● **Your assignment**: Go through the data and copy each line that holds "form".

● **Material for the task**:
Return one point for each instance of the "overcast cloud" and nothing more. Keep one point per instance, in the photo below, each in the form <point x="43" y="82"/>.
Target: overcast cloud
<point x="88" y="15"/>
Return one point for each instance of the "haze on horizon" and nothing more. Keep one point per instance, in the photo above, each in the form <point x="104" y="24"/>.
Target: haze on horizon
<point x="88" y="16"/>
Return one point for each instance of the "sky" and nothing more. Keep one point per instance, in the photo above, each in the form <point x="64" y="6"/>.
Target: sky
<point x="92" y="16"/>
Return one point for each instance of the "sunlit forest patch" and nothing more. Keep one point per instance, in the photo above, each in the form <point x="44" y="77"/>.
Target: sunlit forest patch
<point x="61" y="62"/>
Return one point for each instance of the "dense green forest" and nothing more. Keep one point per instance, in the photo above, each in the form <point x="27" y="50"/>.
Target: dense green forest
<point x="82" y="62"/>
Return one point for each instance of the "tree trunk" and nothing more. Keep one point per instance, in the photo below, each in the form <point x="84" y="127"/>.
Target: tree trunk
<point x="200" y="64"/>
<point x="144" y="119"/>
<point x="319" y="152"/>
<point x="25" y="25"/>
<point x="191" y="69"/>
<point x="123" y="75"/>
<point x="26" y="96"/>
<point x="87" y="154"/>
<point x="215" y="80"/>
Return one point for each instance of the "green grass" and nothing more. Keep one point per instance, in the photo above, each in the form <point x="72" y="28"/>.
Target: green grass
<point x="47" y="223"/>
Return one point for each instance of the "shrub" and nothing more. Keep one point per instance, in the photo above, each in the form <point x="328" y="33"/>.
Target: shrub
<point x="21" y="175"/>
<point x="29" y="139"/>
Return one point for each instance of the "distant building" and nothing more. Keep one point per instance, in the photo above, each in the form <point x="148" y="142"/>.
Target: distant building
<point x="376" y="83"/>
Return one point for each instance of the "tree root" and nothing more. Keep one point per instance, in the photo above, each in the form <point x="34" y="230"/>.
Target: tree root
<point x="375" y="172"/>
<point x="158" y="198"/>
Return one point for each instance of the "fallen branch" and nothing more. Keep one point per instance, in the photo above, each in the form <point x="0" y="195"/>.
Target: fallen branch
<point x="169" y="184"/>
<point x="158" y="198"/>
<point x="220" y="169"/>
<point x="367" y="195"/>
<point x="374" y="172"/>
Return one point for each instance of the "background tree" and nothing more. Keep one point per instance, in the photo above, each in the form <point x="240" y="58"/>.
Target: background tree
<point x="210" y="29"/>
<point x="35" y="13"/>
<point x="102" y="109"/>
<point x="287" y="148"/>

● **Answer to this task**:
Return one point for each instance of the "overcast cloud" and nothing more. Keep one point per instance, in the photo below, each in the form <point x="43" y="82"/>.
Return one point for each instance of the "haze on horizon" and nothing more. Keep one point per instance, in the photo above, each in the form <point x="104" y="24"/>.
Return one point for each instance of the "sky" and nothing more. Keep one point per instance, in the photo above, each in the form <point x="64" y="6"/>.
Return one point for each instance of the "sunlit forest patch" and nothing more. Keep one point per instance, in the photo above, each in the form <point x="44" y="77"/>.
Return one point for each instance of the "dense green forest" and nothing more. Keep one point per instance, in the photo above, each in the form <point x="27" y="50"/>.
Return one point for each instance of the "tree trunk" and nothing more. Keep one point per instance, in the photo below, each in the form <point x="84" y="127"/>.
Return one point for each instance of the "green grass" and nothing more. Keep one point per instance, in the photo above, each in the form <point x="72" y="28"/>.
Return one point for each instance of the "shrub" and nothing more. Keep one point per instance, in the photo above, each in the form <point x="328" y="33"/>.
Return one point for each instance of the "distant building" and nothing more. Keep one point per instance, in the photo above, each in the form <point x="148" y="142"/>.
Return one point for each instance of the "tree root" and nothing more. Keep one point per instance, in the photo above, each in the form <point x="34" y="230"/>.
Return one point for each instance of the "fallen branch" and nothing more. Keep one point per instance, in the photo above, each in the form <point x="0" y="195"/>.
Return one point for each instance of the "background tree" and nothing more. Keep one point per instance, in the photo above, each in the form <point x="240" y="58"/>.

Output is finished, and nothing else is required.